Problem description: The records that follow must be repeated verbatim, every one of them.

Stored entries:

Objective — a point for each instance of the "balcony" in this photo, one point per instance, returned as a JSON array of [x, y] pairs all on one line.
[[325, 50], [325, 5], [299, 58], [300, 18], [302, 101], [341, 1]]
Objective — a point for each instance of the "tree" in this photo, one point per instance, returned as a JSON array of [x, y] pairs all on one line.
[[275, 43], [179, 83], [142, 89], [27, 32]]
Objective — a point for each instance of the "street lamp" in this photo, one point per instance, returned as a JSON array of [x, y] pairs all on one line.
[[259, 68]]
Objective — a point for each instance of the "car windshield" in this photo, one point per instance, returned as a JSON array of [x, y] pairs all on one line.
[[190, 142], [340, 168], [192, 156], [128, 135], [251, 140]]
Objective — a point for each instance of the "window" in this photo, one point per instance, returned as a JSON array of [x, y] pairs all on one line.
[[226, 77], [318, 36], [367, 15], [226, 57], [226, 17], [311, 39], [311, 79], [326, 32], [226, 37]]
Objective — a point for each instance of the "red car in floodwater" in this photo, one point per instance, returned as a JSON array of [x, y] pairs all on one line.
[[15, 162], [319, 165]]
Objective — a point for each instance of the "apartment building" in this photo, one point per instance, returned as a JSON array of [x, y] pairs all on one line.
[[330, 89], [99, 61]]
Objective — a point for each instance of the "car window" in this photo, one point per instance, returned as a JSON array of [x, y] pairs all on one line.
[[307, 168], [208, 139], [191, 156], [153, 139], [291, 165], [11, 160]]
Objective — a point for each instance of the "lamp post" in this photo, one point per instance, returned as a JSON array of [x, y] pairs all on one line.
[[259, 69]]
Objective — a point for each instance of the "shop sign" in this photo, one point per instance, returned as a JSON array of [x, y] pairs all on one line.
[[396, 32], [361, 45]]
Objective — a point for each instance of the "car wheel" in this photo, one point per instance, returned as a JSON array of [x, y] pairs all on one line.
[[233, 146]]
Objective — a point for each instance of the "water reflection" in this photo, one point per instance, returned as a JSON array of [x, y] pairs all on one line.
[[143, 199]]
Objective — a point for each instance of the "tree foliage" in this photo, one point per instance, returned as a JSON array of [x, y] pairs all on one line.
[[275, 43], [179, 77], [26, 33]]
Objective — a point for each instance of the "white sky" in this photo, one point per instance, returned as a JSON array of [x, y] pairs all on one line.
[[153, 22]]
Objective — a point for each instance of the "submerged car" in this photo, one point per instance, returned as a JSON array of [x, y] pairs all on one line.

Response below:
Objective — a point for each instance of the "balcony" in this photo, one point per instance, returned as a JSON array of [x, y] pairs all on one line.
[[325, 50], [325, 5], [299, 58], [300, 18], [302, 101], [341, 1]]
Objective — a point for each instance of the "tree" in this photo, one point per instance, returned as a JSON array of [x, y] pairs all on one line.
[[275, 43], [179, 83], [142, 89], [27, 32]]
Objective — a point for each instance of the "street lamp" in this photo, one point per instance, returned as a JSON array of [x, y] pairs all on one line.
[[259, 68]]
Objective — a point for each instance of the "car windshield" in this photo, one point per instance, returned as a JSON array of [x, y] pairs all on one line.
[[190, 142], [340, 168], [192, 156], [128, 135], [251, 140]]
Objective — a point for each instance of the "window" in this photo, one point per instance, returned as a JSON array of [x, y] pairs all on one line.
[[226, 77], [318, 36], [367, 15], [226, 57], [226, 17], [311, 39], [311, 79], [326, 32], [226, 37]]
Objective — a point for each instance of the "red car in floodwater" in this photo, one point per instance, returned as a JSON array of [x, y] pairs all on one line.
[[15, 162], [319, 165]]
Objective — a point for each instance of the "apartment building" in this photo, one point per instance, returned as a JSON array of [x, y] pairs all on one line.
[[330, 89], [99, 61]]
Objective — a point for each instance of the "car window" in this photo, one point per instance, returned as a JSON array of [x, y] pairs all on one line.
[[307, 168], [208, 139], [191, 156], [153, 139], [291, 165], [11, 160]]
Objective — a point for each instance of the "lamp post" in this photo, one point per instance, returned as a JSON array of [x, y] pairs all on one line.
[[259, 69]]
Objective — a point for each instance of the "shop sign" in this photo, one point per instance, returned as a JSON array of [x, y] pairs all on one line.
[[396, 32], [361, 45]]
Objective — a point for each instance of the "car wheel" in this photo, one point per instance, returned as a JSON array of [x, y] pairs all on one line.
[[233, 146]]
Objective — a point for each instance of the "water reflection" in this photo, one point per instance, returned as a JSON array of [x, y] pairs all on one line.
[[143, 199]]
Objective — a point for each instance of the "tree foliage" in this photo, one point per instance, returned as a JSON array of [x, y] pairs all on one line.
[[275, 43], [179, 77], [26, 33]]
Objective — a point for each instance of the "white sky" in this photo, one point per instance, returned as a JSON array of [x, y] pairs all on one line.
[[153, 22]]
Objective — a point for each instance of the "submerged car" in this photo, one point per instance, returned as a JSON array of [x, y] pairs all on one line.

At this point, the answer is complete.